*Written task:*
Please copy all the entries below word for word, leaving every line unchanged.

Detection examples:

------------------------------------------------

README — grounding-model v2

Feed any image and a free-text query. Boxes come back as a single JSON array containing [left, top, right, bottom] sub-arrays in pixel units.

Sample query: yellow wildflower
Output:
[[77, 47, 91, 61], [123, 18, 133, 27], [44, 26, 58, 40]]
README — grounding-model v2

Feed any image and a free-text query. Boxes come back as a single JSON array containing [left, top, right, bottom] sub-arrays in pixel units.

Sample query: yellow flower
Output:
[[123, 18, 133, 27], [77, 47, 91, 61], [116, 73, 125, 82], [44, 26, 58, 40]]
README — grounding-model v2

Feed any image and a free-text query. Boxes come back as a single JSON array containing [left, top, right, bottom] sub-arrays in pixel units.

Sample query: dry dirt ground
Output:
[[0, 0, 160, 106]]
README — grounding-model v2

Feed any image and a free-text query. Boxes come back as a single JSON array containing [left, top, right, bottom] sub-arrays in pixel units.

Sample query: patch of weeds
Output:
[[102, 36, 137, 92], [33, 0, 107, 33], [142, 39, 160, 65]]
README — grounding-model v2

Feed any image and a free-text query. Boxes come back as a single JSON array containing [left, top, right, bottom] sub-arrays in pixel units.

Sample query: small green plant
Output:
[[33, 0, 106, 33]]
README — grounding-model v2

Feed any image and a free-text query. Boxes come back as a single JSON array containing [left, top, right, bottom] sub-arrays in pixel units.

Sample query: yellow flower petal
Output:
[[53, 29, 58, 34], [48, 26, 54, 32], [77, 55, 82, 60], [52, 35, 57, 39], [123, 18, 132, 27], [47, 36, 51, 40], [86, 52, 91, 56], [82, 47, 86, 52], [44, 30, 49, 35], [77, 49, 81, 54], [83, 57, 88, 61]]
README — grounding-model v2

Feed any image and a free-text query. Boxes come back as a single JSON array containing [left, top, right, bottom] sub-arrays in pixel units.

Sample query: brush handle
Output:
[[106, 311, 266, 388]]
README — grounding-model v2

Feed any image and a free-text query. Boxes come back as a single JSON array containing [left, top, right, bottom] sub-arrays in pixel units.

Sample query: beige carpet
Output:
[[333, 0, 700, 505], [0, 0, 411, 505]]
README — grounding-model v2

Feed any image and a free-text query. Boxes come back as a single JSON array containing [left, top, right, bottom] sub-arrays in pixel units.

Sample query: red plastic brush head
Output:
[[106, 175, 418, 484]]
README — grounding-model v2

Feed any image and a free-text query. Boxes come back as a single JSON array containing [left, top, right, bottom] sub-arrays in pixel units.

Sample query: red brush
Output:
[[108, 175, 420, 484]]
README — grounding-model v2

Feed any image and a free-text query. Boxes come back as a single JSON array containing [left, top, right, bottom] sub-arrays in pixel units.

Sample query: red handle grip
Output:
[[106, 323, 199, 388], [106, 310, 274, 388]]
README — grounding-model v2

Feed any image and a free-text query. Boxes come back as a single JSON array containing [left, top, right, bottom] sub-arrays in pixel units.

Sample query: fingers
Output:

------------------------------------------------

*Exercise response:*
README — grounding-model v2

Feed any image and a free-text query. Boxes come back as a single JSON array containing [left, top, right, bottom] sub-arrays in pixel units.

Sample query: yellow wildflower
Output:
[[77, 47, 91, 61], [123, 18, 133, 27], [44, 26, 58, 40]]
README — grounding-model v2

Feed any image and a free-text query. Boxes come back as a single JSON array containing [left, top, right, bottom] sub-arrays in pixel units.

Sample query: yellow flower
Output:
[[123, 18, 133, 27], [77, 47, 91, 61], [116, 73, 125, 82], [44, 26, 58, 40]]
README — grounding-model v2

Feed any image and a free-text query. Boxes come back as a single JSON array containing [left, top, right, bottom] sub-arrays in pixel units.

Sample query: dry dirt ground
Output:
[[0, 0, 160, 106]]
README — grounding-model v2

Feed any image and a free-text query. Boxes come back as a single JSON array containing [left, top, right, bottom] sub-arrays in pixel units.

Sample query: patch of weeds
Output:
[[102, 36, 137, 92], [33, 0, 107, 33], [142, 39, 160, 65]]
README — grounding-model v2

Feed any image and a free-text query. Boxes come back as a single JSON array containing [left, top, right, bottom] sub-arrays in pixel units.

Sample query: small green plant
Output:
[[33, 0, 106, 33]]
README — grounding-model v2

Feed any image and a free-text query. Boxes come back as a single JSON array containing [left, top, right, bottom] sub-arrays in pixel units.

Sample query: yellow flower petal
Output:
[[53, 29, 58, 34], [48, 26, 54, 32], [77, 55, 82, 60], [52, 35, 57, 39], [123, 18, 132, 27], [47, 36, 51, 40], [86, 52, 91, 56], [82, 47, 86, 52], [44, 30, 49, 35], [77, 49, 81, 54], [83, 57, 88, 61]]
README — grounding-model v2

Feed any image and a free-text query. Boxes come back as a single JSON array containing [left, top, right, bottom] sub-arrays in pixel units.

Sample query: brush handle
Output:
[[106, 311, 266, 388]]
README — grounding-model v2

Feed any image and a free-text query. Boxes come back as a single JSON array containing [left, top, right, bottom] sub-arrays in pixel units.

Sample query: beige carpet
Output:
[[333, 0, 700, 505], [0, 0, 411, 505]]
README — grounding-model v2

Feed any image and a free-text query. Boxes come back as a single JSON array containing [left, top, right, bottom] sub-arrays in pixel units.

Sample query: red plastic brush head
Output:
[[106, 175, 418, 484]]
README — grounding-model v2

Feed any image and a free-text query. Boxes come back as a single JSON array containing [left, top, right, bottom] sub-arrays in pixel units.

Sample query: red brush
Output:
[[108, 175, 420, 484]]
README — grounding-model v2

Feed any image and a free-text query. Boxes come back as a single JSON array containing [left, top, right, bottom] sub-arrays in pixel units.

Sample query: red handle grip
Output:
[[106, 323, 199, 388], [106, 310, 274, 388]]
README — grounding-model v2

Feed any image and a free-text query. Boxes come back as a single JSON array containing [left, top, right, bottom] sub-arrays in pixel units.

Sample query: fingers
Output:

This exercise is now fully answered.